Iraq Still a Major Source of Refugees in 2007

by Jim Lobe

Despite a marked reduction in violence due in part to more aggressive US counterinsurgency efforts in 2007, Iraq was the biggest source of the world's newest refugees for the third year in a row, according to the latest annual report of the US Committee for Refugees and Immigrants (USCRI) released here Thursday.

Last year's exodus was absorbed mostly by Syria, which took in some 500,000 Iraqis during the year – or nearly half of the more than a million people who sought refuge by crossing an international border during 2007. Tens of thousands more Iraqis also found their way to Lebanon, Egypt, Yemen, Turkey, and even Sweden and Germany, which took in, respectively, 10,000 and 6,700 Iraqis during the year.

The report, "World Refugee Survey 2008" said more than two million Iraqis are currently living outside their homeland, the vast majority in Syria and Jordan.

Somalia – also caught up in Washington's "global war on terror" – ranked second as a source of new refugees during the year, in large part due to renewed fighting there after US-backed Ethiopian troops ousted Islamist forces, who had brought order to much of the chronically unstable East African nation in 2006, from the capital, Mogadishu, and much of the countryside, according to the new report.

What is needed: Reproduce the article on Iraqi refugees in 2007 word for word, in full.

Stored rows:
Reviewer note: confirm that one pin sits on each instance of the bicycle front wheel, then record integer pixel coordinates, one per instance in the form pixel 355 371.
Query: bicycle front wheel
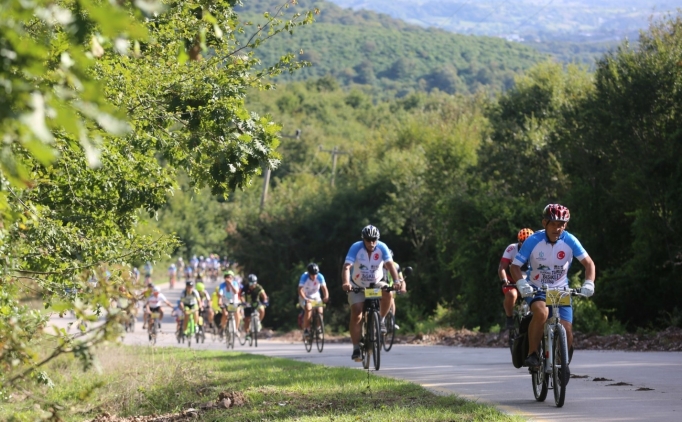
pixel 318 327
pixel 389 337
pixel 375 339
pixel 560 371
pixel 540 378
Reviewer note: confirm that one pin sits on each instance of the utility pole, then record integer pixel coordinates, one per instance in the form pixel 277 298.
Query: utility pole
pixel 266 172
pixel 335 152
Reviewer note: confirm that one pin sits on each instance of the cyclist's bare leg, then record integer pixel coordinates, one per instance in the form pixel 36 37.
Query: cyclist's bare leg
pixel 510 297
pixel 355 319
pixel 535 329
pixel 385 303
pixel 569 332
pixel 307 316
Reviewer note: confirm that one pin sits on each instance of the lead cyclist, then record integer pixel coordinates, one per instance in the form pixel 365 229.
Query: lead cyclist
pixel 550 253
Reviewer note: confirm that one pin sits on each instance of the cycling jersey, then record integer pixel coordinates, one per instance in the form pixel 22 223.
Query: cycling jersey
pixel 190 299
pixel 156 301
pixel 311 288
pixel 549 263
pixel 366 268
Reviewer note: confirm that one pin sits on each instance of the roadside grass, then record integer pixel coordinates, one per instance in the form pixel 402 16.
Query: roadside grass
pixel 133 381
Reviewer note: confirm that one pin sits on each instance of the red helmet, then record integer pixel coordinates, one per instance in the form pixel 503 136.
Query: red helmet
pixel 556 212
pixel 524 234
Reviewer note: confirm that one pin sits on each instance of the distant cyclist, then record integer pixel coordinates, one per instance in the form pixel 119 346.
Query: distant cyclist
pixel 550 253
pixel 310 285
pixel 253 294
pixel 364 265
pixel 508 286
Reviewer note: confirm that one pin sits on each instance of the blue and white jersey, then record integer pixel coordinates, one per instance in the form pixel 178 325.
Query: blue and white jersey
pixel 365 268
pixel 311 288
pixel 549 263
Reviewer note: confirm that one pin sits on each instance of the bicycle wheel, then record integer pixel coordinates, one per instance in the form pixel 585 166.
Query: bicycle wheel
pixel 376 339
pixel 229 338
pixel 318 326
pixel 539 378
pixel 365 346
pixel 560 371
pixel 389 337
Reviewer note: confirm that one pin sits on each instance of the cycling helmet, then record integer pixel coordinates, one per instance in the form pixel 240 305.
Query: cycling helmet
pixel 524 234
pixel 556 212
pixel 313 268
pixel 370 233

Solution to this problem:
Iraq Still a Major Source of Refugees in 2007

by Jim Lobe

Despite a marked reduction in violence due in part to more aggressive US counterinsurgency efforts in 2007, Iraq was the biggest source of the world's newest refugees for the third year in a row, according to the latest annual report of the US Committee for Refugees and Immigrants (USCRI) released here Thursday.

Last year's exodus was absorbed mostly by Syria, which took in some 500,000 Iraqis during the year – or nearly half of the more than a million people who sought refuge by crossing an international border during 2007. Tens of thousands more Iraqis also found their way to Lebanon, Egypt, Yemen, Turkey, and even Sweden and Germany, which took in, respectively, 10,000 and 6,700 Iraqis during the year.

The report, "World Refugee Survey 2008" said more than two million Iraqis are currently living outside their homeland, the vast majority in Syria and Jordan.

Somalia – also caught up in Washington's "global war on terror" – ranked second as a source of new refugees during the year, in large part due to renewed fighting there after US-backed Ethiopian troops ousted Islamist forces, who had brought order to much of the chronically unstable East African nation in 2006, from the capital, Mogadishu, and much of the countryside, according to the new report.